> **What is asked**:
1. Translate the sentence "You are allowed 3 free cash machine withdrawals per month." from the forum post about Spanish bank accounts into Spanish.
2. Please print the stretch of the forum post about Spanish bank accounts from "## tmarshall57 (Jan" through "bank listed below.".

> **Passage shown**:
━━━━━━

# Opening commission free bank accounts in Spain - my recent experience



## tmarshall57 (Jan 17, 2017)

Given the number of banks in Spain introducing or increasing their commissions or just providing bad service I thought that my recent experience may prove useful to others. I have no connection with either bank listed below.

I needed a Spanish bank account for non tax residents of Spain. My main residence is the UK. I have a property in Spain. I had had very poor experiences with Bankia, being charged commissions for so-called free accounts and having to write official complaints on an annual basis in order to recover those charges. After spending some lock-down time researching the situation this is how I recently opened 2 commission free accounts in Spain.

*N.26 basic account*
I arrived in Spain on Thursday last week, accessed the N.26 website from my Spanish address, entered the relevant details using my Spanish address for the location of the account and my UK passport, National Insurance number, Spanish NIE etc as my identification. I then downloaded and used the N.26 app to take ID photos of my UK passport and my face. The app also appeared to use my location as confirmation. The process was simple and I received confirmation that my account was active within minutes. I requested normal delivery for my debit card which took 4 business days to arrive at my Spanish address. I was a little concerned when I then withdrew some cash from a local DeutchBank cash machine which advised that a commission of €2.90 would be applied however I withdrew the cash and the commission was not deducted. You are allowed 3 free cash machine withdrawals per month. All in all the simplest bank opening experience ever. Many banks could learn from this. Please note that you cannot open a joint N.26 basic account.
* 
Cajamar Rural: Wefferent account*
Based on positive experiences reported by others, we wanted to open a Wefferent joint account as non-residents. This is a commission free account providing all banking services online. I had previously been advised that, for non-residents, opening this account could only be achieved by visiting a branch. I visited the local branch last Thursday, explained my requirements and they gave us an appointment for the following day. I have a little Spanish but the lady I dealt with spoke reasonable English. We were advised to bring passports, national (UK) tax ID (we took official copies of our National Insurance number letter - downloadable from HMRC website), NIE, P60 and proof of sources of income (my wife showed details of her NHS pension, I showed proof of private pension/investments). All the form filling and signing was completed in about 30 minutes and we were each given a slip of paper with temporary user names and passwords to allow us to access the Cajamar web site and App so that we could then order the Wefferent account online.
We then discovered an issue in that the default address for delivery of the debit cards was our UK home address whereas we had understood that we would have the cards delivered to the local branch or our Spanish address. We also needed a correction to our home UK postcode. We therefore re-visited the branch and the assistant made the necessary corrections, ordered the Wefferent account for us and gave us a card containing the account’s IBAN and BIC numbers and told us that the cards would be at the branch within 4 working days. We were then able to lodge money in the account and set up relevant direct debits. All-in-all a pleasant experience. We wanted totally free banking, the Wefferent account appears to provide this and yet allows you to visit the branch should you need and only be charged for the month in which you visit (€7 I think). Providing the cards appear on Monday next, this will have been a good experience.

━━━━━━

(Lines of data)
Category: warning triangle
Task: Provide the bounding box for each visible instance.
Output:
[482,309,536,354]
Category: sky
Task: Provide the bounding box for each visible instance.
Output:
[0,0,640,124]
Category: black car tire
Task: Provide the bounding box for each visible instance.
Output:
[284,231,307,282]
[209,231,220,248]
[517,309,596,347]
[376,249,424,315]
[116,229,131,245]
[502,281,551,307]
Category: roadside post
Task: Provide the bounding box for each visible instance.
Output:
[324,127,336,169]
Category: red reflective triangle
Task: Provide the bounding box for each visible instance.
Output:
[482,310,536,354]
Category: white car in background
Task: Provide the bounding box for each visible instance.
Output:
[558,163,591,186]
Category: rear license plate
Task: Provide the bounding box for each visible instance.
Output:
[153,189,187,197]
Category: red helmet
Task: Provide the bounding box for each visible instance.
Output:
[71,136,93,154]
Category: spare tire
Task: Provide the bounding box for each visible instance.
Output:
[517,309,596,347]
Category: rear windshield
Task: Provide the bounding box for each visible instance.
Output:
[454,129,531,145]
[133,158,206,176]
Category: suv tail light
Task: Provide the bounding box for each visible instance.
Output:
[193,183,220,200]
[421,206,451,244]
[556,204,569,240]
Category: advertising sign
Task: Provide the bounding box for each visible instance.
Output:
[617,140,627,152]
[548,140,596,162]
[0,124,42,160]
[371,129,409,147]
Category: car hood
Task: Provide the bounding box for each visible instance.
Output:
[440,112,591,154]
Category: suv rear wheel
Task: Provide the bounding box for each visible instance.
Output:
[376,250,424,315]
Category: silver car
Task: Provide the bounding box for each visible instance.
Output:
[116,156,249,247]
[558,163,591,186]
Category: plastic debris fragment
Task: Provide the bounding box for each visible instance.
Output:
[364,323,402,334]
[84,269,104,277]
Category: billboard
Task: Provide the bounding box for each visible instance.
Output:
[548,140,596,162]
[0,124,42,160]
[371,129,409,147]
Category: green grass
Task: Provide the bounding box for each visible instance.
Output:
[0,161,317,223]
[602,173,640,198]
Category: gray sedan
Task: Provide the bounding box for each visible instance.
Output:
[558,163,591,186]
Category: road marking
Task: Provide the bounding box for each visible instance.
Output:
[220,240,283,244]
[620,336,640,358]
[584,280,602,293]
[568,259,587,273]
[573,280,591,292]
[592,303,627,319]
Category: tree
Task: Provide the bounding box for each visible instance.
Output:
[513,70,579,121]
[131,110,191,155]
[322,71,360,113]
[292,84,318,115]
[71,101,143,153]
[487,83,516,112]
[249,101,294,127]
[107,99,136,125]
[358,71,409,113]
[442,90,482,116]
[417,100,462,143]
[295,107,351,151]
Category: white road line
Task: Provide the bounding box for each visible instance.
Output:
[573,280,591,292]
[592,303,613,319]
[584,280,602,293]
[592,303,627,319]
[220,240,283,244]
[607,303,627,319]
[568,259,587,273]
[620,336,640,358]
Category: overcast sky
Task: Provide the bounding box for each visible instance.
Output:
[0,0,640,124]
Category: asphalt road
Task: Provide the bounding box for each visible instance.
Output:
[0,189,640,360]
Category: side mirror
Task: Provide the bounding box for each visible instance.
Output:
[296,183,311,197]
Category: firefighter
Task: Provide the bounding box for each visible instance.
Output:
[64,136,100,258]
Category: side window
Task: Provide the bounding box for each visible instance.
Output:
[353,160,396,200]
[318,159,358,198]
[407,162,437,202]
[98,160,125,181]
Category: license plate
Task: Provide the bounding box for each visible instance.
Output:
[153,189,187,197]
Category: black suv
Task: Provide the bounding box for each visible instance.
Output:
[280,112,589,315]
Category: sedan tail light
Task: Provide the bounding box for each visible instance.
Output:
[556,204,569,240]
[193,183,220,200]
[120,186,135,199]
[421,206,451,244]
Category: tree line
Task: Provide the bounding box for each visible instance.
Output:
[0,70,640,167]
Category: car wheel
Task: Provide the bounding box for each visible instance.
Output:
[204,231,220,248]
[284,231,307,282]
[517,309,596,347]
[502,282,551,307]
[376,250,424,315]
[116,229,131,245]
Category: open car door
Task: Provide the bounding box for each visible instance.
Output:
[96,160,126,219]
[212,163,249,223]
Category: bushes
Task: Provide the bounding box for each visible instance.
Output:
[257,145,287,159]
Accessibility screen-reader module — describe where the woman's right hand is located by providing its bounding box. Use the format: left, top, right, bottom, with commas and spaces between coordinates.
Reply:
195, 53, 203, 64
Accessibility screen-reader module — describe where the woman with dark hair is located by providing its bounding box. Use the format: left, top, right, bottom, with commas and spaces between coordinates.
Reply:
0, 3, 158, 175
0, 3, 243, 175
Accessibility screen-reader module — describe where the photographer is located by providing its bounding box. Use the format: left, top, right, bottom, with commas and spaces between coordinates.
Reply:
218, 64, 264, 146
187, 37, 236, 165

━━━━━━

> **Answer set**:
1. Se permiten 3 retiradas gratuitas de cajero automático al mes.

2.
## tmarshall57 (Jan 17, 2017)

Given the number of banks in Spain introducing or increasing their commissions or just providing bad service I thought that my recent experience may prove useful to others. I have no connection with either bank listed below.